**Objective:**
Reproduce each of the entries below word for word, changing nothing.

**Dataset records:**
## START

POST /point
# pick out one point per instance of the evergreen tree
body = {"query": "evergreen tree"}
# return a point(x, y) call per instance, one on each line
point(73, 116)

## END

**Reply to the task:**
POST /point
# pick out one point per instance of the evergreen tree
body = {"query": "evergreen tree"}
# return a point(x, y) call per instance, one on each line
point(73, 116)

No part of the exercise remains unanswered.